(Coordinate annotation entries)
↓

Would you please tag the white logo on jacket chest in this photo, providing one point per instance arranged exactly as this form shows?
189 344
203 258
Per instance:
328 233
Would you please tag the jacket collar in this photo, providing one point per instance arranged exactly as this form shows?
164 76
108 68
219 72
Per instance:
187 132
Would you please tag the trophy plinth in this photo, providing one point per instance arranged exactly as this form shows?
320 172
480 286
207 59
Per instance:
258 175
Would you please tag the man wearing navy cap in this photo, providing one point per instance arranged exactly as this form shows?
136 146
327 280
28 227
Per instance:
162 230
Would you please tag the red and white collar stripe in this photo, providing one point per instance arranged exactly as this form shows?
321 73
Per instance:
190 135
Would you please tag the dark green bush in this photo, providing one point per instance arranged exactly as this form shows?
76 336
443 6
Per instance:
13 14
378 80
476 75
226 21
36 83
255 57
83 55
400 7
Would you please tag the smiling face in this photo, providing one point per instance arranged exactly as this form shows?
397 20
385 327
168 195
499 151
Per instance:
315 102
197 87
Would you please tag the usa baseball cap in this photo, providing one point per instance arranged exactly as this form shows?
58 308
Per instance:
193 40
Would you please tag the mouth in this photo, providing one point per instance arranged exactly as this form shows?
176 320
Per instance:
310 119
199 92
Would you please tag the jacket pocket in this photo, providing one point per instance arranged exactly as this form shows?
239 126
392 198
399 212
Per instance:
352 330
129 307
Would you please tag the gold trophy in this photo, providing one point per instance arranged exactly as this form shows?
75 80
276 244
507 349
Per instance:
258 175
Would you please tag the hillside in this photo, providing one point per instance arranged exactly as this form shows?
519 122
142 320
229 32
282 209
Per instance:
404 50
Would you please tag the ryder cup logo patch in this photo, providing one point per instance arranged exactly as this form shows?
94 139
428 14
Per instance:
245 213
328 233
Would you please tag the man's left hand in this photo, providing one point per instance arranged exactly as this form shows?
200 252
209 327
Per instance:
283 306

↑

- _Task description_
Set down, word for word, only the lines running from the line with "Would you please tag the man wearing" to the last line of the listing above. Both of those lines belong in your answer.

- _Result of the exercise_
Would you please tag the man wearing navy cap in this photo, providing one point per instance arranged exactly as this form shows?
136 146
327 280
28 227
Per instance:
162 230
Would you please tag the red and white collar stripe in this photo, providing one point per instance arranged exactly as this form shows?
321 73
Per instance:
190 135
Would you please tag the dark green bush in this photo, providing one point per instance arranged exactly as this form shows?
76 336
443 6
Per instance:
13 14
378 80
476 75
226 21
36 83
255 57
83 55
400 7
Would you please tag the smiling face in this photo, providing one point per instance arranged exactly as this form shows?
397 20
385 327
168 195
499 151
Per instance:
315 102
197 87
Would you please tag the usa baseball cap in this photo, providing one point per instance arranged exactly as this form shows?
58 308
Per instance:
193 40
Would you please tag the mouth in this photo, providing one point per instance arranged exactly as this form shows?
176 320
Per instance:
310 119
199 92
Would you please tag the jacket pocket in this photo, providing one point per instance arranged exactly as this form shows?
239 126
392 198
399 212
Per instance:
352 330
129 307
Would you please tag the gold trophy in this photo, providing one point per instance arranged exactly as this form shows?
75 80
276 244
507 349
Per instance:
258 175
Would you please tag the hillside in this photo, providing one point per instance arranged exactly as this form shows?
519 122
142 320
229 32
282 209
Per instance:
404 50
Would you please tag the ryder cup logo patch in this photo, providing one point per instance arranged exactly as this form shows?
94 139
428 14
Per instance:
245 213
328 233
Would you please tag the man's left hand in this photo, providing one point per instance arranged exactly as this form shows?
200 252
209 327
Per instance:
283 306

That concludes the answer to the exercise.